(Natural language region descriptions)
-----

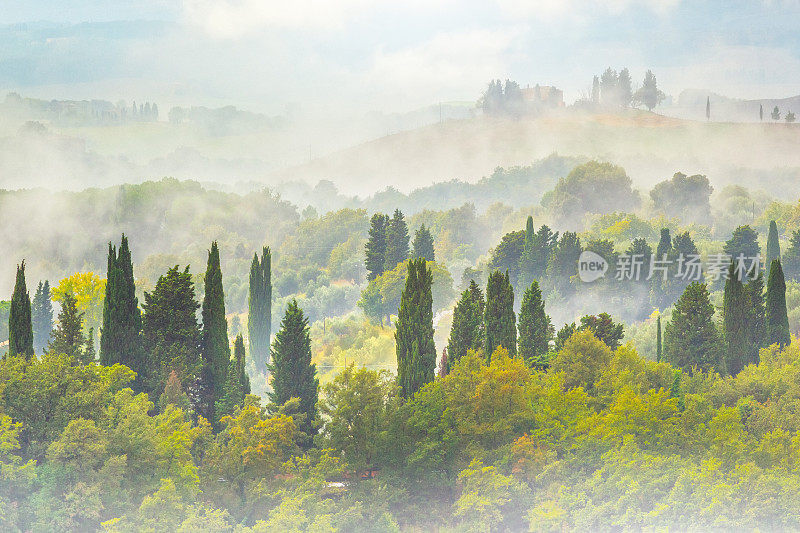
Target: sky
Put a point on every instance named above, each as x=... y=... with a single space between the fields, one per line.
x=377 y=55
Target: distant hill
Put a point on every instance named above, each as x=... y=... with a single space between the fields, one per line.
x=691 y=104
x=650 y=146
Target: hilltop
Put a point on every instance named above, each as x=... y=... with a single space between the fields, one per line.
x=650 y=146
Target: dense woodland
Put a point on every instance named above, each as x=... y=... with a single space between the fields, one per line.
x=234 y=363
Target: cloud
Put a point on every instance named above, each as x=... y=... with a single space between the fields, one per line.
x=230 y=19
x=578 y=9
x=450 y=63
x=236 y=18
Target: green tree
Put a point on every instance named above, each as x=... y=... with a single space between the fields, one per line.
x=41 y=317
x=239 y=357
x=735 y=323
x=68 y=336
x=416 y=351
x=790 y=261
x=375 y=260
x=396 y=241
x=500 y=322
x=293 y=373
x=662 y=287
x=359 y=404
x=743 y=244
x=604 y=328
x=120 y=340
x=776 y=314
x=659 y=348
x=259 y=316
x=423 y=244
x=171 y=333
x=537 y=248
x=563 y=263
x=466 y=332
x=773 y=244
x=535 y=329
x=649 y=95
x=20 y=327
x=215 y=349
x=507 y=255
x=691 y=338
x=232 y=393
x=756 y=317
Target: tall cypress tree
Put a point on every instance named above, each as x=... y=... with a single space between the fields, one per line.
x=500 y=320
x=42 y=317
x=375 y=260
x=120 y=340
x=20 y=327
x=396 y=241
x=171 y=333
x=241 y=368
x=237 y=384
x=659 y=349
x=756 y=317
x=293 y=373
x=776 y=314
x=535 y=329
x=416 y=351
x=691 y=337
x=259 y=317
x=773 y=244
x=466 y=332
x=735 y=324
x=423 y=244
x=215 y=348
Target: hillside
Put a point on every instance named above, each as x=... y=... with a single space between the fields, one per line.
x=650 y=146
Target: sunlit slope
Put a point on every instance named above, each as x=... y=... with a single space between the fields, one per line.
x=650 y=146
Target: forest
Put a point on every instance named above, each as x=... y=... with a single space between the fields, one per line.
x=231 y=362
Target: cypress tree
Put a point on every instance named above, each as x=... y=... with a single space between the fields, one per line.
x=773 y=244
x=20 y=327
x=89 y=354
x=423 y=244
x=691 y=337
x=736 y=334
x=416 y=351
x=500 y=320
x=662 y=288
x=528 y=257
x=535 y=329
x=467 y=330
x=659 y=352
x=756 y=317
x=215 y=348
x=41 y=317
x=396 y=241
x=293 y=373
x=171 y=333
x=776 y=315
x=241 y=368
x=68 y=336
x=375 y=260
x=259 y=317
x=120 y=340
x=790 y=260
x=231 y=394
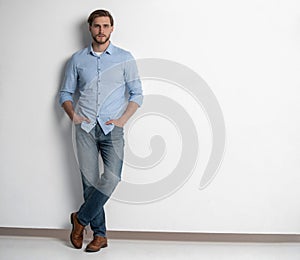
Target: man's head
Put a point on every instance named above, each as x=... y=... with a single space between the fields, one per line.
x=101 y=26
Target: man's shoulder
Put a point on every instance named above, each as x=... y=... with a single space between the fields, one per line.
x=80 y=53
x=120 y=51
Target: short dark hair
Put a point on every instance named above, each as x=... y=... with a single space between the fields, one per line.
x=100 y=13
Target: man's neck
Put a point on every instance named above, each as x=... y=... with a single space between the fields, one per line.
x=100 y=47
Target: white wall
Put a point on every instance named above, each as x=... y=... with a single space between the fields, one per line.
x=246 y=51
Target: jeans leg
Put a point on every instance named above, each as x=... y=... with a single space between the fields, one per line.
x=111 y=149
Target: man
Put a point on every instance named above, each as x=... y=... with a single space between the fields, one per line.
x=109 y=88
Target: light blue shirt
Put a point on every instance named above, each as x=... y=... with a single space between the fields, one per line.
x=105 y=84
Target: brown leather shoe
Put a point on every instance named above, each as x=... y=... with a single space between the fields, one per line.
x=97 y=243
x=76 y=235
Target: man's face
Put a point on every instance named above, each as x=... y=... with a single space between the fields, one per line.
x=101 y=29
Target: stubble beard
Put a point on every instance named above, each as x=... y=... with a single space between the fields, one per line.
x=103 y=41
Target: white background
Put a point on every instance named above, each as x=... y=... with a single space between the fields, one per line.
x=246 y=51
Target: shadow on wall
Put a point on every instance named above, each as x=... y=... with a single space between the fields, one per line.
x=72 y=173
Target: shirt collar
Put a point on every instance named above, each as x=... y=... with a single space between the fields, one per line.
x=109 y=49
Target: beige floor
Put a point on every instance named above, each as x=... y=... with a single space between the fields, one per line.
x=12 y=247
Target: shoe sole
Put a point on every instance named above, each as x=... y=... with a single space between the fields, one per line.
x=93 y=251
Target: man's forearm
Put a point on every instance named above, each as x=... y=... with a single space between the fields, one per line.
x=68 y=107
x=130 y=110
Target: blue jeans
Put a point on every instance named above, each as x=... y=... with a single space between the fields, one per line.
x=97 y=188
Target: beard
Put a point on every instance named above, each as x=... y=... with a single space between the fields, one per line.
x=103 y=39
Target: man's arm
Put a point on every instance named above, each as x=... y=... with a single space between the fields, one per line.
x=69 y=109
x=130 y=110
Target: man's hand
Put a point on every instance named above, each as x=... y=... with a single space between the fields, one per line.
x=116 y=122
x=77 y=119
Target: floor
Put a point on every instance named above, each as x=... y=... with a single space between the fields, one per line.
x=12 y=247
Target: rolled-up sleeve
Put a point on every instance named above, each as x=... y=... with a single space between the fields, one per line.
x=69 y=83
x=133 y=82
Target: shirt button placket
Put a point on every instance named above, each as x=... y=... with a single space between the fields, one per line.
x=98 y=84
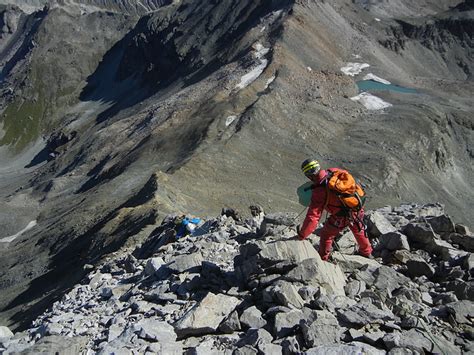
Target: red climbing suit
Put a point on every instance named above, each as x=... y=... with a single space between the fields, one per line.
x=339 y=218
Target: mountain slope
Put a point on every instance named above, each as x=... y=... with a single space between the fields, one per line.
x=201 y=105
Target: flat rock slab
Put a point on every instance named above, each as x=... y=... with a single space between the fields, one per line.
x=365 y=313
x=182 y=263
x=324 y=330
x=154 y=330
x=350 y=262
x=315 y=272
x=290 y=250
x=205 y=317
x=462 y=311
x=354 y=348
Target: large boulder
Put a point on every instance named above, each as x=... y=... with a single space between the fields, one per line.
x=285 y=322
x=419 y=234
x=187 y=262
x=157 y=331
x=417 y=266
x=462 y=311
x=349 y=263
x=394 y=241
x=466 y=242
x=290 y=250
x=283 y=293
x=324 y=329
x=441 y=224
x=377 y=224
x=354 y=348
x=5 y=332
x=275 y=223
x=252 y=318
x=205 y=316
x=365 y=313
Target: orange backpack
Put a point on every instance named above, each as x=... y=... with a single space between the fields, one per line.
x=349 y=192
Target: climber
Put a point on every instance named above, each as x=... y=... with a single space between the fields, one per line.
x=341 y=216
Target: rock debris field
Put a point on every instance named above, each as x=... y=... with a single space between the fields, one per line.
x=249 y=287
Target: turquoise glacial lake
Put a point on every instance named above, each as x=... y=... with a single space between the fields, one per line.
x=370 y=85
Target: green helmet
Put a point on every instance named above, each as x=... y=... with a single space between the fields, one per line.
x=310 y=167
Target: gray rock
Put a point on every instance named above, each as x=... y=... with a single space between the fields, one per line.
x=316 y=272
x=174 y=348
x=231 y=324
x=461 y=311
x=275 y=223
x=5 y=332
x=188 y=262
x=252 y=318
x=462 y=229
x=442 y=248
x=54 y=329
x=372 y=338
x=417 y=266
x=348 y=263
x=245 y=350
x=206 y=316
x=286 y=322
x=307 y=293
x=419 y=234
x=283 y=293
x=355 y=287
x=289 y=345
x=153 y=265
x=377 y=224
x=353 y=348
x=394 y=241
x=270 y=349
x=291 y=250
x=365 y=313
x=466 y=242
x=154 y=330
x=58 y=344
x=324 y=330
x=469 y=263
x=441 y=224
x=413 y=339
x=254 y=337
x=387 y=279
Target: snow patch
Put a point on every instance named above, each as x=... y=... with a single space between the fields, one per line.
x=229 y=120
x=354 y=68
x=370 y=101
x=250 y=77
x=13 y=237
x=373 y=77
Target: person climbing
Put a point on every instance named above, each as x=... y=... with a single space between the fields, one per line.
x=346 y=210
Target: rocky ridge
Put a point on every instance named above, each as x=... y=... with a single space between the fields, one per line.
x=249 y=287
x=204 y=139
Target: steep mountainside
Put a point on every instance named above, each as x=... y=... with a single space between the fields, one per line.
x=110 y=119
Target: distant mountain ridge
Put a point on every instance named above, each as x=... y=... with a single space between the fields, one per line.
x=128 y=6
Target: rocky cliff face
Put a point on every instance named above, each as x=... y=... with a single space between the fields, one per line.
x=111 y=119
x=119 y=6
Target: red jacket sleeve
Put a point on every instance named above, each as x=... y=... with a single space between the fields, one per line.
x=316 y=207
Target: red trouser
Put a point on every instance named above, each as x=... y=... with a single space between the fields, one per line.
x=335 y=224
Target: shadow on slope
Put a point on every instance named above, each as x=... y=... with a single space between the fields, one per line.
x=162 y=50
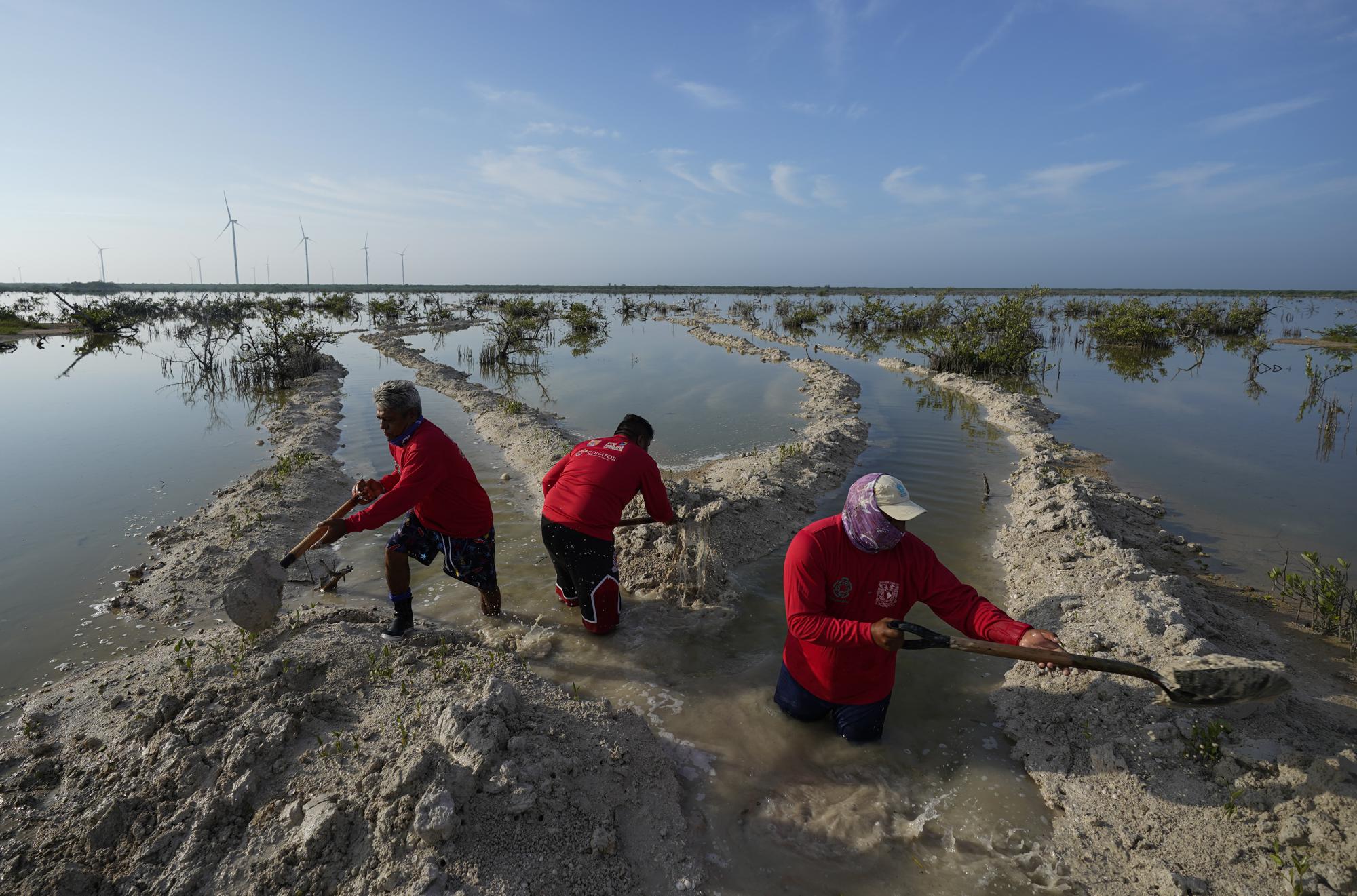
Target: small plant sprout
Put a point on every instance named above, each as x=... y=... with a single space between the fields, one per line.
x=1204 y=741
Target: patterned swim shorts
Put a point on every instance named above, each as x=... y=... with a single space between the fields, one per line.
x=469 y=560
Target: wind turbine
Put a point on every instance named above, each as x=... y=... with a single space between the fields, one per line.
x=306 y=249
x=101 y=256
x=231 y=223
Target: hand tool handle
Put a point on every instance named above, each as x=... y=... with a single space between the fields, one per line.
x=1033 y=655
x=317 y=534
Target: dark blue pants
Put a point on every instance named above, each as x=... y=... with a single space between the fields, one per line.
x=858 y=724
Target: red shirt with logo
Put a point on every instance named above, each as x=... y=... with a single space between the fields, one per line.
x=835 y=592
x=436 y=481
x=594 y=482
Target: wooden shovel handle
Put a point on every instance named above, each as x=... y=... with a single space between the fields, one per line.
x=317 y=534
x=1056 y=657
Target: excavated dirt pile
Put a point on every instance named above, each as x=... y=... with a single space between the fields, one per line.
x=732 y=511
x=313 y=759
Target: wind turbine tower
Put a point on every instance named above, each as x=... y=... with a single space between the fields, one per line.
x=101 y=256
x=231 y=223
x=306 y=248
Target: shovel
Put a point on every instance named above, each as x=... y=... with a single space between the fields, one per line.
x=1211 y=686
x=317 y=534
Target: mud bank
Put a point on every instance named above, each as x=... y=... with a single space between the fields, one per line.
x=313 y=759
x=1138 y=815
x=731 y=511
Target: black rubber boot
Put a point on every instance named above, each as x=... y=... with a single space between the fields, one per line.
x=404 y=621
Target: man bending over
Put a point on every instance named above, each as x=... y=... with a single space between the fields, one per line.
x=846 y=579
x=586 y=493
x=448 y=509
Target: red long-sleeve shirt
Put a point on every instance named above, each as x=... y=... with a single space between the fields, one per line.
x=592 y=484
x=835 y=592
x=434 y=478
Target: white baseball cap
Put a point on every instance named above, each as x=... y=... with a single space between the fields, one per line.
x=894 y=499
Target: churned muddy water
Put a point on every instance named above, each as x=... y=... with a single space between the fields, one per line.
x=937 y=806
x=100 y=448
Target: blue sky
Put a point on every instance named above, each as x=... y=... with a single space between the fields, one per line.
x=1079 y=143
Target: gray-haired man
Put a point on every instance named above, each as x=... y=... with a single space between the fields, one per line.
x=448 y=509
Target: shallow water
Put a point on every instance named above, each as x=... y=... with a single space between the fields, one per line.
x=97 y=458
x=938 y=804
x=1241 y=475
x=702 y=402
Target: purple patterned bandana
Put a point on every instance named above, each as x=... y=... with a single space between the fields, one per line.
x=868 y=527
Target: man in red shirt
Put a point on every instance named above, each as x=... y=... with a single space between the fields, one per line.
x=448 y=509
x=586 y=493
x=846 y=579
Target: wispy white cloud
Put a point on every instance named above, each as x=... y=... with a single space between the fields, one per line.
x=1060 y=181
x=980 y=50
x=1256 y=115
x=499 y=97
x=826 y=191
x=1055 y=182
x=903 y=185
x=1188 y=178
x=723 y=174
x=728 y=176
x=770 y=219
x=873 y=9
x=709 y=96
x=552 y=177
x=853 y=112
x=1117 y=93
x=834 y=16
x=556 y=130
x=784 y=184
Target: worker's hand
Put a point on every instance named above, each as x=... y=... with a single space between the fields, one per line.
x=367 y=489
x=1043 y=640
x=336 y=530
x=885 y=637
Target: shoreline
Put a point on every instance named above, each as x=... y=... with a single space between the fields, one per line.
x=731 y=511
x=313 y=756
x=1134 y=813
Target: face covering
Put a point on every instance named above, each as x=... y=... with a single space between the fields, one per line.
x=868 y=527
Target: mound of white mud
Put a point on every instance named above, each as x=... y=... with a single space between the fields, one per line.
x=732 y=511
x=313 y=759
x=200 y=561
x=1161 y=800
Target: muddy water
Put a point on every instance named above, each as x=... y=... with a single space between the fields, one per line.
x=702 y=404
x=96 y=455
x=788 y=806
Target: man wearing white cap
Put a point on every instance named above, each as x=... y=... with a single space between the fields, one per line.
x=846 y=579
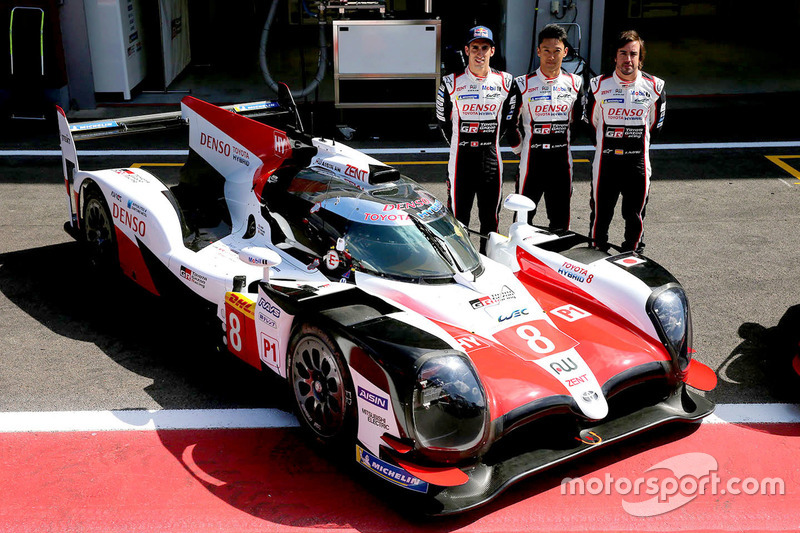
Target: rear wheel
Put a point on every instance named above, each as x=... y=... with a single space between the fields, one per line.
x=98 y=231
x=322 y=385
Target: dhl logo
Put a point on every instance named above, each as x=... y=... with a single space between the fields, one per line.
x=241 y=303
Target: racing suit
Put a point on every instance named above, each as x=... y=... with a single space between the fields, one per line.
x=545 y=112
x=623 y=114
x=473 y=114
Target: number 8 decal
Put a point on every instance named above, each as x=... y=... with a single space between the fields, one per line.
x=234 y=329
x=536 y=341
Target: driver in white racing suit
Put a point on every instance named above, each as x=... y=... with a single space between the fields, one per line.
x=474 y=110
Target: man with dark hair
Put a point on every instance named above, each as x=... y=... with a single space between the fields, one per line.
x=474 y=110
x=623 y=109
x=545 y=112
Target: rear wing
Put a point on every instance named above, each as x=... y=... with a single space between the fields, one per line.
x=100 y=129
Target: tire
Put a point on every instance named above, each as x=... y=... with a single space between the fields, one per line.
x=322 y=386
x=98 y=231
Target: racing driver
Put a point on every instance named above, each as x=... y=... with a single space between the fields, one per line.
x=474 y=110
x=623 y=109
x=546 y=105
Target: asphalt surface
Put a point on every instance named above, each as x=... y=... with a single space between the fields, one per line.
x=724 y=221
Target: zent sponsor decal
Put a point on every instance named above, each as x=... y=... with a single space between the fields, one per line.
x=390 y=472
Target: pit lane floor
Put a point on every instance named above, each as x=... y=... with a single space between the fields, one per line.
x=724 y=221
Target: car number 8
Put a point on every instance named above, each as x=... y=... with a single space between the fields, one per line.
x=234 y=328
x=536 y=341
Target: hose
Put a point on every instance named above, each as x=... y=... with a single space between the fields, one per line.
x=262 y=55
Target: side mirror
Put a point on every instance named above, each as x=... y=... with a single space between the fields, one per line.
x=519 y=204
x=255 y=255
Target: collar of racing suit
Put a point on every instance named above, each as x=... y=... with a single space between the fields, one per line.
x=625 y=83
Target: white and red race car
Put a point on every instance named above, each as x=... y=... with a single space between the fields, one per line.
x=443 y=371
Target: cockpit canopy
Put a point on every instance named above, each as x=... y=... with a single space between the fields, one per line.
x=396 y=229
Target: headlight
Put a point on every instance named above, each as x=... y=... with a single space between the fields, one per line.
x=449 y=405
x=669 y=311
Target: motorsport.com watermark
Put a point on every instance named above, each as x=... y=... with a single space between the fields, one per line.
x=692 y=475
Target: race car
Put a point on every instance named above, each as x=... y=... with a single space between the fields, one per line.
x=444 y=372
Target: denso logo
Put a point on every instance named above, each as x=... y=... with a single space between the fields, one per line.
x=133 y=222
x=551 y=108
x=269 y=308
x=516 y=314
x=471 y=108
x=216 y=145
x=620 y=112
x=373 y=398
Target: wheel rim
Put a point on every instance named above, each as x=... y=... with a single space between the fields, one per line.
x=317 y=381
x=97 y=226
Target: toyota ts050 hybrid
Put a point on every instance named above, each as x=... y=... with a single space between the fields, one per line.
x=442 y=371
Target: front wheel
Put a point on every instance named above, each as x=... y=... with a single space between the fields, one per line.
x=98 y=231
x=322 y=385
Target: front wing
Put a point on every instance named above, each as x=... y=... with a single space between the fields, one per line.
x=494 y=474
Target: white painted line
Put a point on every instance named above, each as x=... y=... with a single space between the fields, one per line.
x=755 y=413
x=411 y=151
x=141 y=420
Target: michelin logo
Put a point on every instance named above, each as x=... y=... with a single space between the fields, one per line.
x=390 y=472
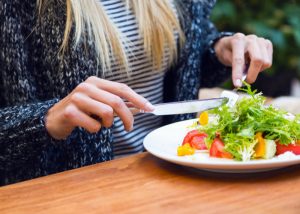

-----

**What you will do**: Where a line in the records above contains the word "blue", include it in the count; state the total and nothing more.

**Exercise answer**: 4